▶ _The problem_: The answer should contain each record below, repeated exactly.

*** Dataset records Section Begins ***

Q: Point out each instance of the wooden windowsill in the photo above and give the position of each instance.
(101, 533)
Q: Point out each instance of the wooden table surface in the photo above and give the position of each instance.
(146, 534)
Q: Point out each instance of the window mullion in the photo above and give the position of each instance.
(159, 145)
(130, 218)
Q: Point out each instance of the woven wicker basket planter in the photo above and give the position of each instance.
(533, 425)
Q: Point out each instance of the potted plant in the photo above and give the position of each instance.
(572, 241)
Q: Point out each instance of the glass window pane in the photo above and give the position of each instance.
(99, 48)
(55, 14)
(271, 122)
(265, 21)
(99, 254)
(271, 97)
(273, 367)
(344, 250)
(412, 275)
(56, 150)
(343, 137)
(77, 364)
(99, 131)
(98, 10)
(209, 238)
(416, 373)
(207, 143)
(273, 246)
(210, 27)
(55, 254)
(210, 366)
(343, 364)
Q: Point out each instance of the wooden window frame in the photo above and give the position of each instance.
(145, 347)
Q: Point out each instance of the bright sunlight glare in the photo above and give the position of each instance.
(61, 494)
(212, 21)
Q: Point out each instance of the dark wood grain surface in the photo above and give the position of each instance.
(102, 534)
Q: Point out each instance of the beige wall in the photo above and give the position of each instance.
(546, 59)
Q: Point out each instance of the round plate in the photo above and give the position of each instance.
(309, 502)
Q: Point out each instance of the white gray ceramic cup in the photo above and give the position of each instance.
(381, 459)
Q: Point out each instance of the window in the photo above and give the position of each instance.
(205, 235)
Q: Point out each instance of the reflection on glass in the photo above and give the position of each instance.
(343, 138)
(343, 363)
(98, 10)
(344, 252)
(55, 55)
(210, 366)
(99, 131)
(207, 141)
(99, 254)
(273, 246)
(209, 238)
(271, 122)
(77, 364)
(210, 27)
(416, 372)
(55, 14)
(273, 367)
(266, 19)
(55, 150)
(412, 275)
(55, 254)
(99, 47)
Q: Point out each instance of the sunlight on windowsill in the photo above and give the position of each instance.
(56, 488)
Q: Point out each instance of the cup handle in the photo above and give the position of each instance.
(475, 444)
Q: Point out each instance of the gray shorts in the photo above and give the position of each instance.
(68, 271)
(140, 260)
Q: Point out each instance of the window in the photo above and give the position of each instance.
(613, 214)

*** Dataset records Section Ends ***

▶ _Solved exercise_:
Q: Point out each instance of the wooden windowsill in the photo above and give the position of each instance.
(101, 533)
Q: Point out each instance of the wooden table surface in the photo above and give the position of each instance.
(146, 534)
Q: Point out each instance of the window mullion in the photo above and give the position of each instance.
(159, 145)
(130, 218)
Q: Point out each instance of the woven wicker basket planter in the photo above and give the position of each instance.
(533, 425)
Q: Point out each instance of the potted plant in the photo above and give the position of each instance.
(572, 241)
Q: Point out each instance of the glass window pane in the photo above and give the position of each instance.
(99, 48)
(55, 14)
(271, 122)
(265, 21)
(99, 254)
(271, 97)
(273, 367)
(344, 250)
(412, 275)
(56, 150)
(343, 137)
(77, 364)
(99, 131)
(98, 10)
(209, 238)
(416, 373)
(207, 143)
(273, 246)
(210, 27)
(55, 254)
(210, 366)
(343, 364)
Q: Point out each instance of the wooden window frame in the photo above and give the position of each instance.
(145, 347)
Q: Point out each instance of the bright sunlight glare in the photo above and give the position of each instance.
(61, 494)
(212, 21)
Q: Point out each instance of the dark wood grain surface in the photo above and give the position of each instance.
(102, 534)
Q: Point out each instance of the beige wall in the photo above and give the position of each instance.
(546, 59)
Q: Point out each instance of the round plate in the photo above and give the position of each instance.
(309, 502)
Q: Point out each instance of the white gray ceramic cup in the photo above and give the position of each instance.
(381, 459)
Q: Point out each instance of the window in the photo above and give the position of each instance.
(205, 235)
Q: Point out each instance of the reflection on glass in the photo above and give the position of each instance.
(343, 138)
(343, 363)
(98, 10)
(344, 252)
(55, 55)
(210, 366)
(99, 131)
(207, 141)
(99, 254)
(273, 246)
(209, 238)
(271, 122)
(77, 364)
(210, 27)
(416, 372)
(55, 14)
(273, 367)
(266, 19)
(55, 150)
(412, 275)
(55, 254)
(99, 47)
Q: Point out each instance of the sunlight on windowsill in the photo above and give the position of each instance.
(56, 488)
Q: Point out each instance of the cup handle in the photo above and give the position of each instance.
(475, 444)
Q: Point out each instance of the gray shorts in the photo above and give the position of each instance.
(68, 271)
(140, 260)
Q: Point out each instance of the window in the photo above and give the position of each instance.
(613, 214)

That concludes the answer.